**Aangeleverde tekst:**
════
1. Judith Joy Ross (Fotografie)
Ooit konden fotografen gewoon met hun werk het MoMA binnenstappen en hun portfolio op het bureau van John Szarkowski achterlaten. Judith Joy Ross werd gevraagd terug te komen om met de legendarische fotografiecurator van het museum te komen praten. Hij had haar eerste werk bekeken, een serie portretten die ze in 1982 had gemaakt in Eurana Park in Weatherly, een dorp van niks in de Amerikaanse staat Pennsylvania, en was onder de indruk. Of ze misschien bekend was met het werk van August Sander, de Duitse peetvader van de twintigste-eeuwse portretfotografie? Ze antwoordde ontkennend. Een keiharde leugen. ‘I was like Judas denying Christ’, zei ze vorig jaar in een interview in het fototijdschrift Aperture. ‘I didn’t want him to think I was cheating.’
Szarkowski doorzag haar leugen direct en drukte haar op het hart dat ze zich geen zorgen hoefde te maken: ‘It’s okay, Judith. It’s called tradition to be influenced by another’s work.’ Hij kocht twee van haar foto’s voor de permanente collectie van het museum.
De eerste foto van Judith Joy Ross die ik ooit zag liet niets kwijt over het wie en het waar en het waarom. Het was een foto van een jongen. Ik zou kunnen zeggen dat hij een jaar of zestien moet zijn, maar de eerlijkheid gebiedt mij te zeggen dat ik geen flauw idee heb. Hij heeft een capuchon strak over zijn hoofd, als een hoofddoekje, en zijn mond hangt half open. Ik denk dat het koud moet zijn geweest want in de achtergrond is, heel onscherp, nog iemand te zien die warm is aangekleed. Ik weet niet waarom de foto zo’n indruk maakte. Waaruit de emotionele lading, die onmiskenbaar sterk was, bestond. Pas jaren later las ik dat de ongetitelde foto was gemaakt bij het monument voor Vietnamveteranen in Washington D.C. Een verhaal was dat feit nog niet, maar op de een of andere manier was het wel een antwoord.
════
**Geselecteerde gegevens:**
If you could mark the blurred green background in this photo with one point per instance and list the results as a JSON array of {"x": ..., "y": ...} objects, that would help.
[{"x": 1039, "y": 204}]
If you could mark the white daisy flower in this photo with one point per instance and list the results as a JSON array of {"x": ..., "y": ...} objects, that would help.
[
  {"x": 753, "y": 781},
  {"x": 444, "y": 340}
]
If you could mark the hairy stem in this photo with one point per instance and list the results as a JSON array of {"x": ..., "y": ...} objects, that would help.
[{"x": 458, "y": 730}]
════
**Opdrachteisen:**
a) Waarom ontkende Judith Joy Ross volgens de tekst over haar werk dat ze het werk van August Sander kende? Leg dat uit in één tot drie zinnen.
b) Waar is de ongetitelde foto van de jongen met de capuchon volgens de tekst over Judith Joy Ross gemaakt?

**Schriftelijke antwoorden:**
a) Ze wilde niet dat John Szarkowski zou denken dat ze vals speelde. Dat vertelde ze vorig jaar in een interview in het fototijdschrift Aperture.

b) Bij het monument voor Vietnamveteranen in Washington D.C.